GOAL OF THE EXERCISE: Rewrite the data below with "put a point on each instance" swapped for "mark every instance" everywhere it occurs, keeping every other part unchanged. Omit the pictures from your answer.

-- START OF DATASET CONTENT --

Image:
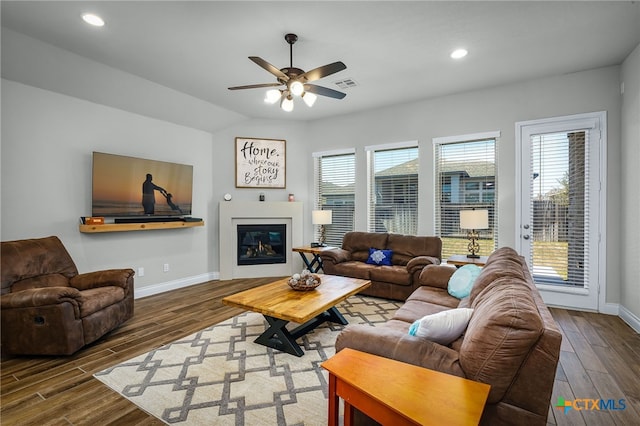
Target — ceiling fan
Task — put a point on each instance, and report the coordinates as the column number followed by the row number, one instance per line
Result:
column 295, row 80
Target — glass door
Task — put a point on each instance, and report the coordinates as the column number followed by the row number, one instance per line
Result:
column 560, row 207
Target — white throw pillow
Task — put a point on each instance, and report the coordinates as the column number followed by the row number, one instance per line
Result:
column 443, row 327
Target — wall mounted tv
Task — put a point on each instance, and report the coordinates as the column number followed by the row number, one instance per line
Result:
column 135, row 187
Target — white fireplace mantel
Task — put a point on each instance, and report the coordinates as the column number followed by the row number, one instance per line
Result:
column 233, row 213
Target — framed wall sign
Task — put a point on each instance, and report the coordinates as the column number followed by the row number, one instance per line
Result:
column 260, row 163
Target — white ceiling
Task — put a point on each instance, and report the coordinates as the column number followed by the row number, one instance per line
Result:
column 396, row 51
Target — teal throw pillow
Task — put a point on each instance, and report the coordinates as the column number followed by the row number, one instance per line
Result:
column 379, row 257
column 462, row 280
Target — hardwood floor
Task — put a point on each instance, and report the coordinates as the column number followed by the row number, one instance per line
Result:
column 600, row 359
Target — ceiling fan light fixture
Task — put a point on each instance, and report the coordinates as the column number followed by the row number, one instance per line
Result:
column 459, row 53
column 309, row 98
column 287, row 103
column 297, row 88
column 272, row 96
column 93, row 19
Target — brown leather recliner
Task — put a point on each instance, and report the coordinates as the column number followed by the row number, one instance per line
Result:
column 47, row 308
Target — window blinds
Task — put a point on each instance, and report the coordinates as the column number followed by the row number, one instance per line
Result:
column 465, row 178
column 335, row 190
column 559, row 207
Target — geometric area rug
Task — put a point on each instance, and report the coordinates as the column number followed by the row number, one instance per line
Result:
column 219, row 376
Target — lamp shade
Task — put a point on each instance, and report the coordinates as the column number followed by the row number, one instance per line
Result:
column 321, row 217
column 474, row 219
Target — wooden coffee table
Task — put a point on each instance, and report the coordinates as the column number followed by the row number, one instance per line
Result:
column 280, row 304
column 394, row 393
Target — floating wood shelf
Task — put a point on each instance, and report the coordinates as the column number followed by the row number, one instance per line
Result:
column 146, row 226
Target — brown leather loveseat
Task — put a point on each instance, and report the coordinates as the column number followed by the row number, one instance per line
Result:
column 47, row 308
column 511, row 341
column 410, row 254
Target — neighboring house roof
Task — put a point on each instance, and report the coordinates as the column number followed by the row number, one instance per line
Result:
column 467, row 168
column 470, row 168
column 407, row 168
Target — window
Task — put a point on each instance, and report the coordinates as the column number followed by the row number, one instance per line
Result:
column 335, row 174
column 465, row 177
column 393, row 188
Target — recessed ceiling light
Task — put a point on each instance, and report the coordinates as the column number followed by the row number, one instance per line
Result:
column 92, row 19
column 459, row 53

-- END OF DATASET CONTENT --

ANSWER TO THIS EXERCISE:
Image:
Target — ceiling fan
Task — mark every instance, and report the coordinates as the column number followed by the row number, one instance per line
Result:
column 295, row 80
Target — glass door
Task — mark every instance, and report the coordinates as the column number followed by the row number, one instance per line
Result:
column 560, row 207
Target — white throw pillow
Task — mark every instance, and report the coordinates as the column number followed by the row number, one instance per line
Result:
column 443, row 327
Target — wall mounted tv
Task — mark every instance, and report the coordinates as the column number followed by the row number, one instance per line
Result:
column 135, row 187
Target — white fireplace mantel
Task — mark every instance, and report the coordinates as the column number followed by the row number, one instance per line
Result:
column 233, row 213
Target — framed wall sign
Task — mark every instance, and report the coordinates as the column number followed by the row number, one instance per line
Result:
column 260, row 163
Target — white ceiling
Task — mark every instance, and report the coordinates as the column number followed by the row number, one instance per line
Result:
column 396, row 51
Target — teal throw pillow
Task — mark every instance, and report the coordinates as the column number followed by the row number, one instance per line
Result:
column 379, row 257
column 462, row 280
Target — hardwood floor
Task — mark every instance, and report the coordinates as the column number followed by the row number, one instance per line
Result:
column 600, row 359
Target — ceiling fan light fixture
Task — mark every instance, and report the coordinates as the column number followed by the row number, one instance per line
Result:
column 459, row 53
column 309, row 98
column 287, row 103
column 297, row 88
column 272, row 96
column 93, row 19
Target — brown leather recliner
Task — mark every instance, and report the coordinates as the column number followed by the row number, one instance per line
Result:
column 47, row 308
Target — window blinds
Task — mark every instance, and report the coordinates as the column number followed by the row number, one instance per line
Result:
column 465, row 178
column 335, row 190
column 559, row 207
Target — geometric area rug
Task — mark every instance, and report the coordinates as the column number followed by the row number, one instance per line
Result:
column 219, row 376
Target — lamp shade
Task — mark every instance, and report the coordinates as the column number followed by the row number, one instance per line
Result:
column 321, row 217
column 474, row 219
Target — wooden coffee table
Task — mark every instance, and report the coordinates as the column number followed by the row number, one instance per line
Result:
column 280, row 304
column 394, row 393
Target — floating wood shelf
Task — mark every instance, and report the coordinates as the column number followed by the row number, one instance per line
Result:
column 146, row 226
Target — brown leather loveseat
Task — mark every instance, and report the coordinates as the column number followed by the row number, one instance per line
Result:
column 47, row 308
column 511, row 341
column 410, row 254
Target — neighboring house roof
Task — mark every instance, and report the coordinates as the column number followed by the row number, one instance per line
Result:
column 467, row 168
column 470, row 168
column 407, row 168
Target — window
Task — mark every instance, and report the coordinates as the column number followed by the row number, one instance per line
Result:
column 335, row 174
column 465, row 177
column 393, row 188
Target — recessed ceiling light
Task — mark every instance, and report the coordinates as the column number followed by the row number, one instance per line
Result:
column 92, row 19
column 459, row 53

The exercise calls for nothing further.